▶ **Document**
__________________________________________________

Skip to content

Latest commit

 

History

History
557 lines (440 loc) · 18.2 KB

File metadata and controls

557 lines (440 loc) · 18.2 KB

Dual-Mode Execution

Overview

The Workglow task graph engine provides two distinct execution modes that serve fundamentally different purposes:

  1. Full Execution (run) -- Runs the task's execute() method, produces cached and immutable results, and transitions the task to COMPLETED status. This is the primary execution path for production workloads.

  2. Reactive Execution (runReactive) -- Runs the task's executeReactive() method for lightweight, sub-millisecond UI previews. Tasks remain in their current status (typically PENDING), and output is treated as temporary and mutable.

This dual-mode architecture allows the same task graph to serve both batch processing and interactive UI scenarios. A user editing an input node in a visual builder sees instant preview updates via runReactive(), while the final "Run" button triggers run() to produce the authoritative, cached output.


Full Execution: run()

Purpose

Full execution is the authoritative execution path. It:

  • Invokes the task's execute() method with full input validation
  • Produces deterministic, cacheable results
  • Transitions the task to COMPLETED status
  • Locks the output as immutable
  • Supports caching, streaming, abort signals, timeouts, and telemetry

Task-Level Flow

When you call task.run(overrides, runConfig), execution is delegated to TaskRunner.run():

TaskRunner.run(overrides, config)
  |
  v
1. handleStart(config)
   - Set status = PROCESSING
   - Create AbortController
   - Link parent signal if provided
   - Configure output cache
   - Start telemetry span
   - Emit "start" and "status" events
  |
  v
2. setInput(overrides)
   - Merge overrides into runInputData
  |
  v
3. Resolve config schema annotations
   - Resolve format annotations (e.g., "mcp-server" references) in task.config
   - Uses originalConfig as the resolution source for re-runs
  |
  v
4. resolveSchemaInputs()

__________________________________________________

Recorded data
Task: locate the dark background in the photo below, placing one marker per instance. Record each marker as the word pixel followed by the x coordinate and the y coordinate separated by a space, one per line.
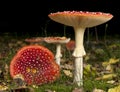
pixel 32 16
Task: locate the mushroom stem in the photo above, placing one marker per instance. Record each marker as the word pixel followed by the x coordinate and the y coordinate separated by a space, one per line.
pixel 78 73
pixel 79 50
pixel 78 53
pixel 58 54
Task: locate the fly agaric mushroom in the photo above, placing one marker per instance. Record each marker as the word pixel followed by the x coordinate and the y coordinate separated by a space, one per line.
pixel 80 20
pixel 34 40
pixel 36 64
pixel 58 41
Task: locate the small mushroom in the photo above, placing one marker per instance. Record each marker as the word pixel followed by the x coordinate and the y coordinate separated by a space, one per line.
pixel 80 20
pixel 36 64
pixel 58 41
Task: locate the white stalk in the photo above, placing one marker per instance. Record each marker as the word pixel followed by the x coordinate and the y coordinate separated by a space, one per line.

__________________________________________________

▶ **Task instructions**
A: Retype the portion of the records that starts with the line containing "Task: locate the small" and runs through the end of the records.
B: Write the next part of the document on dual-mode execution, continuing from its last line.
The text and the records have no connection to each other.

▶ **Outputs**
A:
Task: locate the small mushroom in the photo above, placing one marker per instance. Record each marker as the word pixel followed by the x coordinate and the y coordinate separated by a space, one per line.
pixel 80 20
pixel 36 64
pixel 58 41
Task: locate the white stalk in the photo above, placing one marker per instance. Record each marker as the word pixel followed by the x coordinate and the y coordinate separated by a space, one per line.

B:
   - Resolve format annotations in input (e.g., format:"model", format:"storage:tabular")
   - Replace string identifiers with resolved instances from the ServiceRegistry
  |
  v
5. validateInput()
   - Validate runInputData against the compiled JSON Schema (inputSchema)
   - Throw TaskInvalidInputError if validation fails
  |
  v
6. Check abort
   - If the signal is already aborted, throw TaskAbortedError
  |
  v
7. Check cache (if cacheable)
   - Look up cached output by (task.type, input)
   - If found: use cached result, call executeReactive for UI state, skip execute()
  |
  v
8. Execute
   - If streamable: executeStreamingTask(input) -- consume executeStream() async iterable
   - Otherwise: executeTask(input) -- call task.execute(input, context)
   - Then: executeTaskReactive(input, output) -- merge reactive overlay
  |
  v
9. Store in cache (if cacheable and output is new)
  |
  v
10. handleComplete()
    - Set status = COMPLETED
    - Record completedAt timestamp
    - Set progress = 100
    - End telemetry span
    - Emit "complete" and "status" events
  |
  v
Return runOutputData (locked, immutable)

Graph-Level Flow

When a TaskGraph executes via run(), the TaskGraphRunner orchestrates all tasks:

TaskGraph.run(input, config)
  |
  v
TaskGraphRunner.runGraph(input, config)
  |
  v
For each task in topological order:
  |
  v
  1. copyInputFromEdgesToNode(task)
     - For each incoming dataflow, read the dataflow's value
     - Write it into task.runInputData at the target port
  |
  v
  2. task.run(taskInput, runConfig)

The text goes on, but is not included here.